*Exercise instructions*
Copy out every line below without alteration.

*Provided records*

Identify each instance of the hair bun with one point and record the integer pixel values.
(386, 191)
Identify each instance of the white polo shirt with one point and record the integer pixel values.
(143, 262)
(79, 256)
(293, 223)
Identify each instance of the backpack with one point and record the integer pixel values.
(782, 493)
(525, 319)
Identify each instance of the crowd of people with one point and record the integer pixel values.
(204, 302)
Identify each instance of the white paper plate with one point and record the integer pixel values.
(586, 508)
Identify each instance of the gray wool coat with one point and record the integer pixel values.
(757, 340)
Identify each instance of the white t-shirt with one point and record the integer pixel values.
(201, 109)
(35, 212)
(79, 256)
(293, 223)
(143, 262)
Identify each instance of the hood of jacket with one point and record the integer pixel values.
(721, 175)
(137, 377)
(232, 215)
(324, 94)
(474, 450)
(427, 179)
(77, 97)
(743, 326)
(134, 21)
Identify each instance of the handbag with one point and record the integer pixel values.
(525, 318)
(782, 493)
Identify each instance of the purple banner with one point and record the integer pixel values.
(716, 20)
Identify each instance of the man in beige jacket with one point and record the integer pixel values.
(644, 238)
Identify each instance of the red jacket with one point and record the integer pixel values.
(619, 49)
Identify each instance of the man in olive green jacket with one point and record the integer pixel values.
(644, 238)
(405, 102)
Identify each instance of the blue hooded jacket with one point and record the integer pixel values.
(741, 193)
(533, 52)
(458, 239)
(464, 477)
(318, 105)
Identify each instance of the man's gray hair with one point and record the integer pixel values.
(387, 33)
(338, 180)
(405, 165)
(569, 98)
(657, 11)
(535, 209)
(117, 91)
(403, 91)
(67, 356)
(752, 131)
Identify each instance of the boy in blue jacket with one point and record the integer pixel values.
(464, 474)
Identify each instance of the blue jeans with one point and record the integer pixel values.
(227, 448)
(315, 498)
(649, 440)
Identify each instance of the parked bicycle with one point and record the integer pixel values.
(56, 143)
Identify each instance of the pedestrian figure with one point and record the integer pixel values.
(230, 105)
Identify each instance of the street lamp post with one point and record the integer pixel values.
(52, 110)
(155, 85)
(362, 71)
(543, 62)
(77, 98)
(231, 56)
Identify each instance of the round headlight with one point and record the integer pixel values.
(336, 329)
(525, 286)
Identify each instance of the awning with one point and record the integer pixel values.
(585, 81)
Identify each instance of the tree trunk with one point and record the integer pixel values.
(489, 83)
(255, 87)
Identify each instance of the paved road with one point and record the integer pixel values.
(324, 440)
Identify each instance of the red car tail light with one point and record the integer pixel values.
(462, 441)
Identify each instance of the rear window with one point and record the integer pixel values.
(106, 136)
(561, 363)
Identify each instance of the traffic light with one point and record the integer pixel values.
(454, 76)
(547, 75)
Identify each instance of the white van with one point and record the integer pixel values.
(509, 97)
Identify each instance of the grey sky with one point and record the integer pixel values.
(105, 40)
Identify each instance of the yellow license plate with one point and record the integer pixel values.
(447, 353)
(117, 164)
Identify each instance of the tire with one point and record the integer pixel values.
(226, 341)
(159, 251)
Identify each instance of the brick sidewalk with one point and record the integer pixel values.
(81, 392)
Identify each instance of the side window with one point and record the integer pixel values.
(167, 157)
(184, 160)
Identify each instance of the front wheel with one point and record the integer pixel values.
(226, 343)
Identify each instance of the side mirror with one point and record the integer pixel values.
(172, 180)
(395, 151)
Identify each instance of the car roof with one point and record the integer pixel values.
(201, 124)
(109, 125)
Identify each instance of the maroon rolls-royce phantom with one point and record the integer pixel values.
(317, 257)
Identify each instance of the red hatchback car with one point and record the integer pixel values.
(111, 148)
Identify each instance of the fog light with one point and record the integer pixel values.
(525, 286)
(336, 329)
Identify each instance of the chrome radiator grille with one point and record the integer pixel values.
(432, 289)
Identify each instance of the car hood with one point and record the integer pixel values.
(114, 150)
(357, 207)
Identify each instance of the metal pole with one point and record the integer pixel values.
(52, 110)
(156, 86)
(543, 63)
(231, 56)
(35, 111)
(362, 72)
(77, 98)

*Your response*
Identify each instance of the hair bun with one point and record the integer pixel values.
(386, 191)
Identify each instance of the white polo shirt with one point and record the integer pixel values.
(143, 262)
(79, 256)
(293, 223)
Identify each instance of the backpack with one point and record the integer pixel values.
(782, 493)
(525, 319)
Identify each instance of the crowd of people with one point and record the integer pixel values.
(204, 302)
Identify each instance of the white paper plate with one point and record the integer pixel values.
(586, 508)
Identify each instance of the gray wool coat with one point and record the integer pixel values.
(757, 340)
Identify each instance of the white t-shirt with one point and record the integer pixel values.
(201, 109)
(35, 212)
(79, 256)
(293, 223)
(143, 262)
Identify each instance of the hood of jacket with one point and record the integer pixel values.
(721, 175)
(137, 377)
(232, 215)
(324, 94)
(474, 450)
(427, 179)
(77, 97)
(743, 326)
(134, 21)
Identify each instance of the handbag with one point and record the integer pixel values.
(525, 318)
(782, 493)
Identify each instance of the purple banner with one point and record the integer pixel values.
(716, 20)
Identify each instance of the man in beige jacket with one point and record the integer pixel values.
(644, 238)
Identify each instance of the red jacket with one point and record the integer pixel values.
(619, 49)
Identify each instance of the man in olive green jacket with one point and record the integer pixel values.
(644, 238)
(405, 102)
Identify each instance of the blue hooded jacket with one point and record the integer pixel values.
(741, 193)
(533, 52)
(458, 239)
(464, 477)
(318, 105)
Identify each instance of the man's gray hair with one point and record the integer pixel values.
(387, 33)
(338, 180)
(405, 165)
(569, 98)
(657, 11)
(535, 209)
(117, 91)
(403, 91)
(67, 356)
(752, 131)
Identify each instance of the boy in blue jacket with one point and record the integer pixel values.
(464, 474)
Identify each instance of the blue jeans with one point and record the integer pixel values.
(227, 448)
(315, 498)
(649, 440)
Identify each instance of the parked bicycle with one point and record the integer pixel values.
(56, 143)
Identify each instance of the pedestrian figure with one point and record the integer pixel values.
(230, 105)
Identify each instance of the street lamp post with one point and record the integer pixel values.
(52, 110)
(155, 85)
(362, 71)
(543, 62)
(77, 98)
(231, 56)
Identify each instance of the round headlight with one point and record the integer pixel values.
(336, 329)
(525, 286)
Identify each instance of the awning with one point and record the integer pixel values.
(585, 81)
Identify each instance of the tree trunk with one point and record the integer pixel values.
(489, 83)
(255, 87)
Identify each instance of the paved road with one point and record the integer pixel values.
(324, 440)
Identify each instance of the red car tail light with one point and record the integer pixel values.
(462, 441)
Identify each instance of the rear window with one point and record the integer pixel values.
(106, 136)
(561, 363)
Identify each instance of the traffic light with one point and record the integer pixel values.
(454, 76)
(547, 75)
Identify each instance of the white van with one point and record the integer pixel values.
(509, 97)
Identify each instance of the grey sky with one point and record the integer pixel values.
(105, 40)
Identify each instance of the yellow license plate with one point and record the integer pixel values.
(447, 353)
(117, 164)
Identify each instance of the tire with one point and record the integer pixel values.
(226, 341)
(159, 251)
Identify each instance of the brick sidewalk with one point and record the integer pixel values.
(81, 392)
Identify each instance of the side window with one point and record the integer pixel values.
(167, 157)
(184, 160)
Identify each instance of the front wheel with one point and record the integer pixel values.
(226, 343)
Identify each instance of the side mirror with one point and record the integer pixel values.
(172, 180)
(395, 151)
Identify each instance of the car roof with one point and record the integer pixel values.
(201, 124)
(109, 125)
Identify each instance of the maroon rolls-royce phantom with one point and record the integer pixel values.
(317, 257)
Identify each instance of the red hatchback car with one point and record the integer pixel values.
(111, 148)
Identify each instance of the fog light with one point and record the integer pixel values.
(525, 286)
(336, 329)
Identify each instance of the chrome radiator grille with one point and record the integer pixel values.
(432, 289)
Identify each instance of the car hood with one point and record the integer pixel values.
(114, 150)
(357, 207)
Identify each instance of the metal pole with one point and record the integer pixel values.
(52, 110)
(156, 86)
(543, 63)
(231, 56)
(35, 111)
(362, 72)
(77, 98)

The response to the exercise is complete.